## REQUIRED TASK
Can you retype only the lines from the one with "Where can the heater burner" through the final line of the material, exactly as given?

## DATASET CONTENT
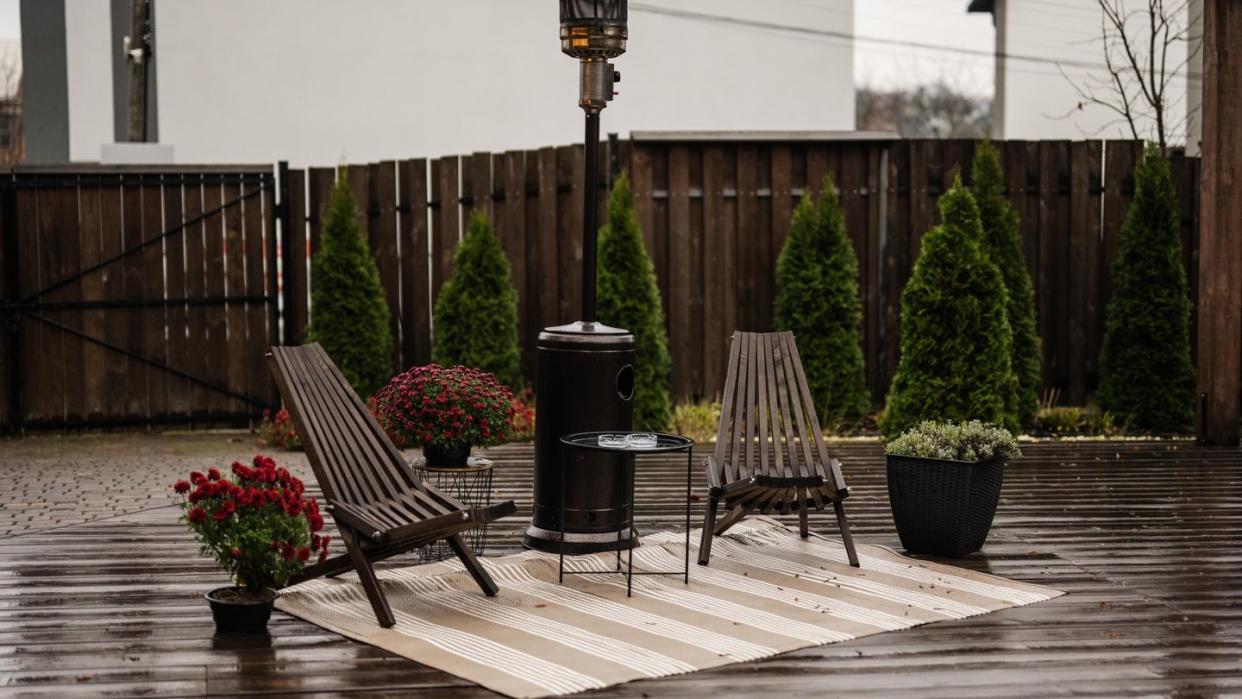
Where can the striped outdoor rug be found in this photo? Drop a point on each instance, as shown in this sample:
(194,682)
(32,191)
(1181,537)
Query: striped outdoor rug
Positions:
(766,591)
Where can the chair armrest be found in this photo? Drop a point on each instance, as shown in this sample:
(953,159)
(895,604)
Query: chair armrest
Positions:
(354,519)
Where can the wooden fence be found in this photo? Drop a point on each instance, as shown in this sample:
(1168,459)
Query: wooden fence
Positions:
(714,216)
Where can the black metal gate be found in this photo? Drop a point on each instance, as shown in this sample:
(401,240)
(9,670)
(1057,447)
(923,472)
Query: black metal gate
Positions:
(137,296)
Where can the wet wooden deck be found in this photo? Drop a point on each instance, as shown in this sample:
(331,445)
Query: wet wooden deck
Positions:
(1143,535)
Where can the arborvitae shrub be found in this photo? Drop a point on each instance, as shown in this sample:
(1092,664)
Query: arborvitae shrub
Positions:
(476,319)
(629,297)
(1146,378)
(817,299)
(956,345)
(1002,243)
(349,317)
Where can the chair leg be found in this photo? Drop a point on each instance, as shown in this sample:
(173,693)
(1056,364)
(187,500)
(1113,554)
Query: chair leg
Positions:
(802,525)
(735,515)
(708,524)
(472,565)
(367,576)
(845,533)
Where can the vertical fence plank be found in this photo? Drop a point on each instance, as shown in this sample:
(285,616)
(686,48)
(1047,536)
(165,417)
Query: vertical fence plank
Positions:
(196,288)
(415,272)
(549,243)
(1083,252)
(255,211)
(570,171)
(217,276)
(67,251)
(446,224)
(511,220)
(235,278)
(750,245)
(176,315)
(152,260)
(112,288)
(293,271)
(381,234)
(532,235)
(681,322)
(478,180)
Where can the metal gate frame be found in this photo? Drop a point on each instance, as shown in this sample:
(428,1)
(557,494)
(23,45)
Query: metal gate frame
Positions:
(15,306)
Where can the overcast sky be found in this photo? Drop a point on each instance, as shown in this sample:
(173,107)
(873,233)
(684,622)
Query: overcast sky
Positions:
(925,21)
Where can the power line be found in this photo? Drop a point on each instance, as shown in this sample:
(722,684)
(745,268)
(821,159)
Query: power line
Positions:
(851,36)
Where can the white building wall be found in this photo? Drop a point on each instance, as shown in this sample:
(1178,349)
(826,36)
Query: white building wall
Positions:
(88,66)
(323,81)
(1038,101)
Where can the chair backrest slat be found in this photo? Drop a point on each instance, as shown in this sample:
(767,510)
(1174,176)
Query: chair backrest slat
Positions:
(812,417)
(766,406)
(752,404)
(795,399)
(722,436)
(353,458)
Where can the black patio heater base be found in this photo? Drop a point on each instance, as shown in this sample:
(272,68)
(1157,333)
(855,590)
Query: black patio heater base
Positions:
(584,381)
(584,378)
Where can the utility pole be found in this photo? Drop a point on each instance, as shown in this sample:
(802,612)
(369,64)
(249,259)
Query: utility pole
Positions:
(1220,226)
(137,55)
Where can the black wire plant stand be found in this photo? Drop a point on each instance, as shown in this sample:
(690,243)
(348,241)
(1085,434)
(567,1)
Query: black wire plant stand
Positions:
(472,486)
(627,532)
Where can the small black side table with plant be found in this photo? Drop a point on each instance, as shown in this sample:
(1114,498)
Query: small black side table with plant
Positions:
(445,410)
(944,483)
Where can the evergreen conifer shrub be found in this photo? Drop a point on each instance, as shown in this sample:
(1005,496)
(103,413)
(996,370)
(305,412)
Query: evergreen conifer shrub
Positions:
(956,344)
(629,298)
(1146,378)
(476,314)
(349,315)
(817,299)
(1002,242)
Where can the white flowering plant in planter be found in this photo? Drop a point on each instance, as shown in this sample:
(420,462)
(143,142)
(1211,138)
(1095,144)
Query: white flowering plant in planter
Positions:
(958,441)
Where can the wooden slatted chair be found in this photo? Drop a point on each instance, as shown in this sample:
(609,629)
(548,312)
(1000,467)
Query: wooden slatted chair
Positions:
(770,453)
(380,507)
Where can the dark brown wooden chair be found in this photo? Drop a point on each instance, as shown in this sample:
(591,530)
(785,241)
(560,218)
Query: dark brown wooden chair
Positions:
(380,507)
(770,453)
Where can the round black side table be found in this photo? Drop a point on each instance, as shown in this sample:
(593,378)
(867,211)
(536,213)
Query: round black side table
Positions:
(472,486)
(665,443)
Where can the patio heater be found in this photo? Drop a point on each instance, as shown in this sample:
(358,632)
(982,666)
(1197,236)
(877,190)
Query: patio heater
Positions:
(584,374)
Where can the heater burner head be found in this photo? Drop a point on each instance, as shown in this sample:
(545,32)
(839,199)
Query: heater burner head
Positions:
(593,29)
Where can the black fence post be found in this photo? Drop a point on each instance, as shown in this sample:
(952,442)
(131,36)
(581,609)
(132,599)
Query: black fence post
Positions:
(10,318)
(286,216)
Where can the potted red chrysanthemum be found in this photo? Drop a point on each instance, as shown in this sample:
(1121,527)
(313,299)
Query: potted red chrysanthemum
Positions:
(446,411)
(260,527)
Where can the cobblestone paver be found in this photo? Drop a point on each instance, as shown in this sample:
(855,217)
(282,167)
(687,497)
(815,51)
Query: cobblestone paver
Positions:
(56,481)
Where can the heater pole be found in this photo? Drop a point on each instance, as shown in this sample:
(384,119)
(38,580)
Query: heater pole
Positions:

## EXERCISE RESULT
Where can the heater burner head be found in this photo? Drop a point on each instance, as shown in this sample:
(545,32)
(839,199)
Query: heater burner head
Positions:
(593,29)
Where can the black fence post be found in this photo? Drop a point on each instance, as shown in this sample:
(952,442)
(131,36)
(581,609)
(132,599)
Query: black fence post
Positions:
(10,318)
(286,216)
Where can the potted red chrysanthemum be found in this photo? Drop a point on each instance, as shown in this sample:
(1121,527)
(313,299)
Query: potted red chrysanthemum
Positions:
(446,411)
(260,527)
Where can the cobblestone paver be found in this photo? Drop a point on each instance, as shown in this sample:
(855,217)
(282,167)
(687,497)
(815,51)
Query: cobblestone paver
Positions:
(56,481)
Where can the heater pole be found in this photo? Drop a point on each instance, as shown in this sample:
(384,119)
(38,580)
Query: heater pole
Positions:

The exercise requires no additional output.